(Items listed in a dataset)
------------------------------------------------------------

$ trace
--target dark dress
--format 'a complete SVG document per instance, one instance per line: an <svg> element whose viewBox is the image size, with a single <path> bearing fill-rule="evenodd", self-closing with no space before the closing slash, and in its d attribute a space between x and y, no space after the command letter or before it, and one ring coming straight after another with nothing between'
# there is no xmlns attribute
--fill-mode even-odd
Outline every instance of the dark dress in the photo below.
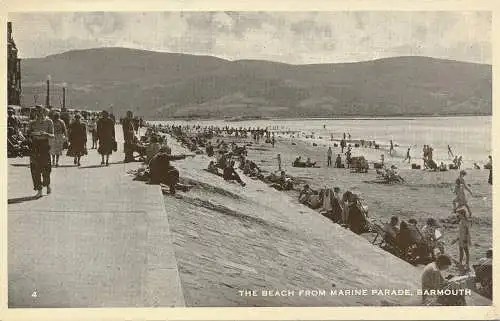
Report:
<svg viewBox="0 0 500 321"><path fill-rule="evenodd" d="M101 118L97 121L97 139L101 155L111 155L115 144L115 124L111 118Z"/></svg>
<svg viewBox="0 0 500 321"><path fill-rule="evenodd" d="M86 154L87 128L85 124L73 122L69 126L70 154L72 156L83 156Z"/></svg>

------------------------------------------------------------

◆ TASK TO COMPLETE: Write out every line of the entries above again, word for word, leaving out the pictures.

◆ SOLUTION FOR THIS TASK:
$ trace
--target dark dress
--format 'a complete SVG document per instance, one instance per line: an <svg> element whose viewBox is the image size, with a single <path> bearing fill-rule="evenodd", self-closing with no space before the closing slash, and in its d attribute a space between x and y, no space after the command letter or before it, and one ring coming straight after another with nothing between'
# there is no xmlns attribute
--fill-mode even-odd
Outline every instance of the dark dress in the photo below.
Report:
<svg viewBox="0 0 500 321"><path fill-rule="evenodd" d="M101 118L97 121L97 139L101 155L111 155L115 144L115 124L111 118Z"/></svg>
<svg viewBox="0 0 500 321"><path fill-rule="evenodd" d="M86 154L87 128L85 124L73 122L69 126L70 154L72 156L83 156Z"/></svg>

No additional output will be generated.